The tasks:
• A. In the Spark bug report, which Spark version makes q6 fail?
• B. From the rows, give back word for word the part that opens with the line containing "short sleeve cuff." and closes with the line containing "column 601, row 468".

**** Selected extract ****

Closed andygrove closed 3 years ago
q6 fails with this when running against Spark 3.1.1 but works with Spark 3.0.2 (with AQE and RAPIDS CBO enabled in both cases)
java.util.NoSuchElementException: key not found: numPartitions
at scala.collection.immutable.Map$EmptyMap$.apply(Map.scala:101)
at scala.collection.immutable.Map$EmptyMap$.apply(Map.scala:99)
at org.apache.spark.sql.execution.adaptive.CustomShuffleReaderExec.sendDriverMetrics(CustomShuffleReaderExec.scala:122)
at org.apache.spark.sql.execution.adaptive.CustomShuffleReaderExec.shuffleRDD$lzycompute(CustomShuffleReaderExec.scala:182)
at org.apache.spark.sql.execution.adaptive.CustomShuffleReaderExec.shuffleRDD(CustomShuffleReaderExec.scala:181)
at org.apache.spark.sql.execution.adaptive.CustomShuffleReaderExec.doExecuteColumnar(CustomShuffleReaderExec.scala:196)

**** Given entries ****

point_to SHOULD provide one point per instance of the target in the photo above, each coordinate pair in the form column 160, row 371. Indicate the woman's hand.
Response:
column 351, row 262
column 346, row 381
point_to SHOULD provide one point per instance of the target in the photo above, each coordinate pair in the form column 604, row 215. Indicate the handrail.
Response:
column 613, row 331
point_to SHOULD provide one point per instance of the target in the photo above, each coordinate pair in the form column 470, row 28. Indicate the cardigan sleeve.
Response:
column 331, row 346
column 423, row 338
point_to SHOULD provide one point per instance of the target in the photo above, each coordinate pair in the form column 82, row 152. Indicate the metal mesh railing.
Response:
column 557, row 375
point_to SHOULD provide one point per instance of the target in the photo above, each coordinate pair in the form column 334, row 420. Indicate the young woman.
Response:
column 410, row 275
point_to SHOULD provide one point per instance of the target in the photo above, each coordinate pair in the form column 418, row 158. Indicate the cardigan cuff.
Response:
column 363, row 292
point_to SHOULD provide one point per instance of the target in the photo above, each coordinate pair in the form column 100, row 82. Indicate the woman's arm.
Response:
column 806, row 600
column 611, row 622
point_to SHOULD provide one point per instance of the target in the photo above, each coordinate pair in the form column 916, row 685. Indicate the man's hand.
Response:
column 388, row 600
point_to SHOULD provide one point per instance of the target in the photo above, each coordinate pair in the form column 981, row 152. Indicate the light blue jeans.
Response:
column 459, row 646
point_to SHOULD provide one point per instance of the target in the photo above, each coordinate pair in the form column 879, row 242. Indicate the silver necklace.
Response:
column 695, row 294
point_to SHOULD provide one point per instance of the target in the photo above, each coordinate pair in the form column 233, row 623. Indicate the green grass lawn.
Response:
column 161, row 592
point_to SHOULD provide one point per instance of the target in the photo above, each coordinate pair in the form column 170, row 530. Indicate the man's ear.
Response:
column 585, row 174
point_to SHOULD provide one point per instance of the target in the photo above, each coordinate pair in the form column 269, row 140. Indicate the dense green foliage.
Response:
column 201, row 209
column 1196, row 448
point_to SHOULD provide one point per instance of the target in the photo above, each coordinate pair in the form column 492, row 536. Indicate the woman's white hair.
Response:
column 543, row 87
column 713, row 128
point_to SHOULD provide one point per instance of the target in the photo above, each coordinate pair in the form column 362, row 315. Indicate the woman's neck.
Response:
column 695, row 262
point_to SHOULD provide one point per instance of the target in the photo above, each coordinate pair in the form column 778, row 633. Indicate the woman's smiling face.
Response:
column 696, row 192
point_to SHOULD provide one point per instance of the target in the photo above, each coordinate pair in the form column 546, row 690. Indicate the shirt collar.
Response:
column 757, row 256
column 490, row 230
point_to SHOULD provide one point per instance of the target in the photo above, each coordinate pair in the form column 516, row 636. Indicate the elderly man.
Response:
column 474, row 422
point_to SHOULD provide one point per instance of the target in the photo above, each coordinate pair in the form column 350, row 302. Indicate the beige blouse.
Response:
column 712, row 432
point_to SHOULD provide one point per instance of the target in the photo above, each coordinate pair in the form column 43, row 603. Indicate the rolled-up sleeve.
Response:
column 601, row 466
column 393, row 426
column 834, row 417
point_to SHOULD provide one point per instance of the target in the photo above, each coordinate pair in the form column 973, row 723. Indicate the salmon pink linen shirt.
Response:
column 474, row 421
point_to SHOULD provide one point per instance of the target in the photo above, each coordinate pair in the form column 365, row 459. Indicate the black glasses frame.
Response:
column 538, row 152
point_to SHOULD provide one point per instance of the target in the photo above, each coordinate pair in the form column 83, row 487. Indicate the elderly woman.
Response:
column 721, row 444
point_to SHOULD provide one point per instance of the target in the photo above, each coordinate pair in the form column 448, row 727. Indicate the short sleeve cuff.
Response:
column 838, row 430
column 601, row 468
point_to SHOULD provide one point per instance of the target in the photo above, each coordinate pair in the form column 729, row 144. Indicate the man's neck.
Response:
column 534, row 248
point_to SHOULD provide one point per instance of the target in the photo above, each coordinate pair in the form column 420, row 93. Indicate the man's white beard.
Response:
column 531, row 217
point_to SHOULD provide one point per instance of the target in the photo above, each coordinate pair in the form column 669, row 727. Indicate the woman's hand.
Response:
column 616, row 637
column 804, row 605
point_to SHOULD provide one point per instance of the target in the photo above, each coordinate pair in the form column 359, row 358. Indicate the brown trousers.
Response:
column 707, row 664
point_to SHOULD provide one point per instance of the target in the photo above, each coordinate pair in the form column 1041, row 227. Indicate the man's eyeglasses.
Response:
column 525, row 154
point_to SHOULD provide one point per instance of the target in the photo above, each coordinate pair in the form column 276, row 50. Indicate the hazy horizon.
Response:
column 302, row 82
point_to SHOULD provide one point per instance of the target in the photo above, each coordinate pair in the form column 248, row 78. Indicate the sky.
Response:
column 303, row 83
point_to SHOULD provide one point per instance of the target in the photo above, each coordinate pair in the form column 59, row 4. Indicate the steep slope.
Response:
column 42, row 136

****

Task-by-task outputs:
• A. Spark 3.1.1

• B.
point_to SHOULD provide one point per instance of the target in the photo above, each coordinate pair in the form column 448, row 727. Indicate the short sleeve cuff.
Response:
column 838, row 430
column 601, row 468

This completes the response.